The request: Locate every line in the records that contains the string "window", and copy each such line in full.

## begin Dataset entries

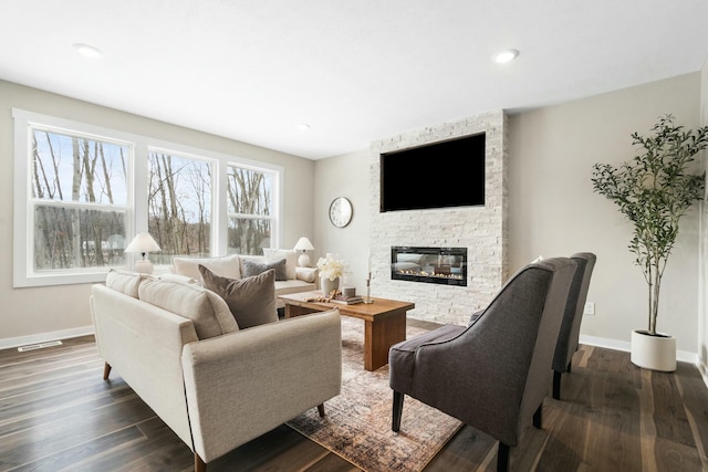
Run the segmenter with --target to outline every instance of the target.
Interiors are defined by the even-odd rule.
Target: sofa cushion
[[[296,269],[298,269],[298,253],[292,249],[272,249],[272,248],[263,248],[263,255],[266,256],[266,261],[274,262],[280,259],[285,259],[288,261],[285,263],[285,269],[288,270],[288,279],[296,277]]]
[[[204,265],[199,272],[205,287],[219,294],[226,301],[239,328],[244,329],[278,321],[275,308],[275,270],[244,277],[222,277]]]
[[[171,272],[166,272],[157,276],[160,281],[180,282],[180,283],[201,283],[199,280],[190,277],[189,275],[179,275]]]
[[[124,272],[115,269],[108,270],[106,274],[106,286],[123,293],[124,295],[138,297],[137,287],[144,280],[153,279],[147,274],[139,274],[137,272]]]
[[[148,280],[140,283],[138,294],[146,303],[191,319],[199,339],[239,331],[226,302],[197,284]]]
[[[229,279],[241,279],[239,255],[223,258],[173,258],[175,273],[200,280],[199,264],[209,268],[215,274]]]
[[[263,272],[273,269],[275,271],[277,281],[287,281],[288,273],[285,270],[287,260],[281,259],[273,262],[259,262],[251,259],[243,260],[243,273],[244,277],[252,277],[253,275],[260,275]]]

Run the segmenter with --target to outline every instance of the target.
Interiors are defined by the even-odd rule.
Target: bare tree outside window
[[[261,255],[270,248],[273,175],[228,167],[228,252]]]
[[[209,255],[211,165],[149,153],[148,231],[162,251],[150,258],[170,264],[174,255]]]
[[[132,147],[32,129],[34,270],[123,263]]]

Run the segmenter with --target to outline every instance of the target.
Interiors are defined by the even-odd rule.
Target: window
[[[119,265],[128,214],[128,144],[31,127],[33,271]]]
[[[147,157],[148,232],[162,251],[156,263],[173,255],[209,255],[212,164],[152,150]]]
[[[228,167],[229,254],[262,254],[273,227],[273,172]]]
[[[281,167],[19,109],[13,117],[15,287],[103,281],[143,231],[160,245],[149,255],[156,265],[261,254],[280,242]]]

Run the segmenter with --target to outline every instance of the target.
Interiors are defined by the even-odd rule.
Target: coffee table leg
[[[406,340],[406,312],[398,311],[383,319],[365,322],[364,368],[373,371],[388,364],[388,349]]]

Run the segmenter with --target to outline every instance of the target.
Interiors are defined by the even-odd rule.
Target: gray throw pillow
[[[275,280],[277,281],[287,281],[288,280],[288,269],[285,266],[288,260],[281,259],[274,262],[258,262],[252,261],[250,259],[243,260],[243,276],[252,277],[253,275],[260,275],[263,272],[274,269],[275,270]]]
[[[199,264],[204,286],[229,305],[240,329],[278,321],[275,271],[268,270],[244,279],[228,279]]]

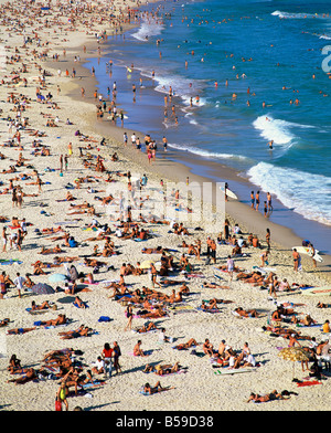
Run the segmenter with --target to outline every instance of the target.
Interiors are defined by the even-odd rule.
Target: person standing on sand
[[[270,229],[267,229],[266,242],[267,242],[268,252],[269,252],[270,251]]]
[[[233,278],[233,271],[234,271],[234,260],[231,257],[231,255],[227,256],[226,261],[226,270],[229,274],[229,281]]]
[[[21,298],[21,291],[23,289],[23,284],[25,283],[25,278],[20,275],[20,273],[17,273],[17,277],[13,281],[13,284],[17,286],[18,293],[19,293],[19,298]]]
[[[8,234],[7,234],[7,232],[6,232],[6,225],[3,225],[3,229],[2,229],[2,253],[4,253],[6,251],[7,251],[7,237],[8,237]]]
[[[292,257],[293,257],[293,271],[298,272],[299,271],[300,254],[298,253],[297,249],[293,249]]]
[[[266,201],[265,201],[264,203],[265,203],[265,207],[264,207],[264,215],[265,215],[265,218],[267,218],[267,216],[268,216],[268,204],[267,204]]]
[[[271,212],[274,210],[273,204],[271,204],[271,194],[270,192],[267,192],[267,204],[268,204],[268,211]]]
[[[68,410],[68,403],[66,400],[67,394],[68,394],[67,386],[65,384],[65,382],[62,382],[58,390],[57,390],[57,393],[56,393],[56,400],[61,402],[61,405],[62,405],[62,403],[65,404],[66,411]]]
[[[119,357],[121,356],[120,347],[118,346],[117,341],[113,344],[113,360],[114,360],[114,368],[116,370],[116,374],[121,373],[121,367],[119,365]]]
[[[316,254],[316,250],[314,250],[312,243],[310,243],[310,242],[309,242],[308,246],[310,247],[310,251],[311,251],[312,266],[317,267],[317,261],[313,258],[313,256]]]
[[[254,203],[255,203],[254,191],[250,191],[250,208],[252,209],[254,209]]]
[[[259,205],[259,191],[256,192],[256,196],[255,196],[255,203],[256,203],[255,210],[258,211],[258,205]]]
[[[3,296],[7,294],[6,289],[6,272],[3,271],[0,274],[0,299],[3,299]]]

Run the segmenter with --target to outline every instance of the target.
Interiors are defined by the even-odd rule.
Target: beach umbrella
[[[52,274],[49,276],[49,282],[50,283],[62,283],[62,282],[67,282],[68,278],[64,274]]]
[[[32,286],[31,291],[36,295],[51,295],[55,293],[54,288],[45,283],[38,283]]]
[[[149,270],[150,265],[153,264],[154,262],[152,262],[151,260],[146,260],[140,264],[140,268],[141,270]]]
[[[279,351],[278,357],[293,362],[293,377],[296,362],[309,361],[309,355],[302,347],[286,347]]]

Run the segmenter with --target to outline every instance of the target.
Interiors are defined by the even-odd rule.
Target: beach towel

## end Dataset entries

Answer to the problem:
Target: bare tree outside window
Target: window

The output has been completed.